- [DOCUMENT SEGMENT]:
* * *

Solved: GPU-aware MPI not working with IFX on Intel GPU

caplanr · ‎01-09-2026

Hi,

I am testing the code POT3D (github.com/predsci/pot3d) to see if it can run on a Intel B580 GPU. POT3D is a Fortran code that uses "do concurrent" for offload, along with OpenMP Target directives for data movement. I have previously been successful at running a similar code (HipFT) on a B580.

I am building using the intel_gpu_psi.conf configuration file that uses mpiifx with:

-O3 -xHost -fp-model precise -heap-arrays -fopenmp-target-do-concurrent -fiopenmp -fopenmp-targets=spir64 -fopenmp-do-concurrent-maptype-modifier=present

I am using IFX version: 2025.2.2 20251210 on Ubuntu 24.04.3 LTS with kernel 6.14.0-37-generic

The code uses GPU-aware MPI calls and sets the pointers to the device versions. An example of this is:

!$omp target data use_device_addr(a)

* * *

- [INFORMATION SUPPLIED]:
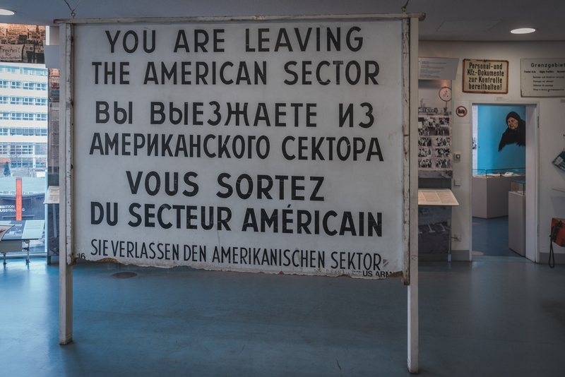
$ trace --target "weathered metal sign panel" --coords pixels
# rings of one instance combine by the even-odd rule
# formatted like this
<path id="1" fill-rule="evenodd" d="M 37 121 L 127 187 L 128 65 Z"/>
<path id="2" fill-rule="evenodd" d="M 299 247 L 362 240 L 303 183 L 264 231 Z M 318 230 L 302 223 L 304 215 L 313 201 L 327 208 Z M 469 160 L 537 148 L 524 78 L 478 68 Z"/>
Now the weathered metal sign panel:
<path id="1" fill-rule="evenodd" d="M 76 25 L 76 256 L 401 273 L 403 37 L 400 19 Z"/>

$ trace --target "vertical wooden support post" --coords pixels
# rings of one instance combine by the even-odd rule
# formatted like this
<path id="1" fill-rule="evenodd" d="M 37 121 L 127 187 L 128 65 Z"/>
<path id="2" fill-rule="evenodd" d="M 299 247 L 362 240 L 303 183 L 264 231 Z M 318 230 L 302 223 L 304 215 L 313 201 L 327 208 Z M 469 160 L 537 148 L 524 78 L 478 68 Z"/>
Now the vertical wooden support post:
<path id="1" fill-rule="evenodd" d="M 73 340 L 73 239 L 71 233 L 72 125 L 73 125 L 73 25 L 59 28 L 61 98 L 64 99 L 64 115 L 59 132 L 59 343 Z"/>
<path id="2" fill-rule="evenodd" d="M 418 348 L 418 18 L 410 20 L 410 285 L 408 285 L 408 371 L 420 373 Z"/>

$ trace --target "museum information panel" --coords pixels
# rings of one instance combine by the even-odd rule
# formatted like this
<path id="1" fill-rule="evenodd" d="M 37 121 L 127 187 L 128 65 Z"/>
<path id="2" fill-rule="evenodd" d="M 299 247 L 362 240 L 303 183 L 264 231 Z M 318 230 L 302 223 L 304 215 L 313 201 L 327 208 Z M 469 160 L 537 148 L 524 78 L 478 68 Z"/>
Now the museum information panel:
<path id="1" fill-rule="evenodd" d="M 400 273 L 400 20 L 82 24 L 73 40 L 77 256 Z"/>

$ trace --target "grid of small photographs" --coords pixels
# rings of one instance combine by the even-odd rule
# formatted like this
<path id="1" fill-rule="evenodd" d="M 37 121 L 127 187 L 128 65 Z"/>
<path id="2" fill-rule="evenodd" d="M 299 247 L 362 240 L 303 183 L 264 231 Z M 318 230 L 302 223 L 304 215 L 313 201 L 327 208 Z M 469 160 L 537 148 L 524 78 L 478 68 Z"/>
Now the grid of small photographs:
<path id="1" fill-rule="evenodd" d="M 418 167 L 437 171 L 451 170 L 451 132 L 450 116 L 418 116 Z"/>

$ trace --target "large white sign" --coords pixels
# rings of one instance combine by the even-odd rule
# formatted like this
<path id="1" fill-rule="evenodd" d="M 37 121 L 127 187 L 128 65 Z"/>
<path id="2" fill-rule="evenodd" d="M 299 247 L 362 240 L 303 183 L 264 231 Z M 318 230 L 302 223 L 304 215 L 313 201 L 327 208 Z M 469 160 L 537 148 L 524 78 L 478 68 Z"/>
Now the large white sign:
<path id="1" fill-rule="evenodd" d="M 565 97 L 565 59 L 523 59 L 522 97 Z"/>
<path id="2" fill-rule="evenodd" d="M 402 271 L 400 20 L 81 24 L 74 49 L 77 255 Z"/>

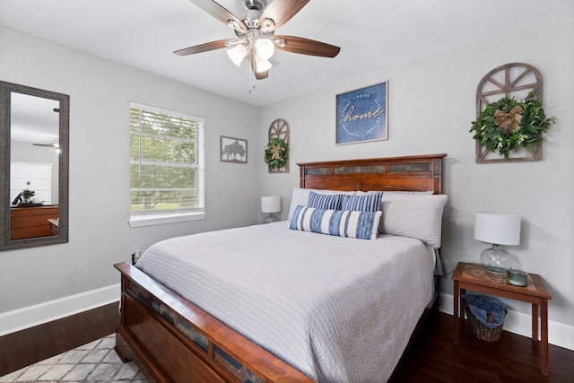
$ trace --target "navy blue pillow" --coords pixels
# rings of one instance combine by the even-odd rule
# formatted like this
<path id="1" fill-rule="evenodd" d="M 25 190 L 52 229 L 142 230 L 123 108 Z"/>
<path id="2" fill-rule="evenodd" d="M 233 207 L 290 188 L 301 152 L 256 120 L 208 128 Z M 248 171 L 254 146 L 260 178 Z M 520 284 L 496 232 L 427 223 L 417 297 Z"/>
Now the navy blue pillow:
<path id="1" fill-rule="evenodd" d="M 377 212 L 380 209 L 380 199 L 383 192 L 369 193 L 361 196 L 344 196 L 341 210 L 355 210 L 359 212 Z"/>
<path id="2" fill-rule="evenodd" d="M 309 192 L 307 205 L 316 209 L 341 210 L 342 194 L 318 194 Z"/>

* * *

Reproduce the stretch of the forum post from "I am using IFX" through "target data use_device_addr(a)", switching "Ubuntu" to "Debian".

I am using IFX version: 2025.2.2 20251210 on Debian 24.04.3 LTS with kernel 6.14.0-37-generic

The code uses GPU-aware MPI calls and sets the pointers to the device versions. An example of this is:

!$omp target data use_device_addr(a)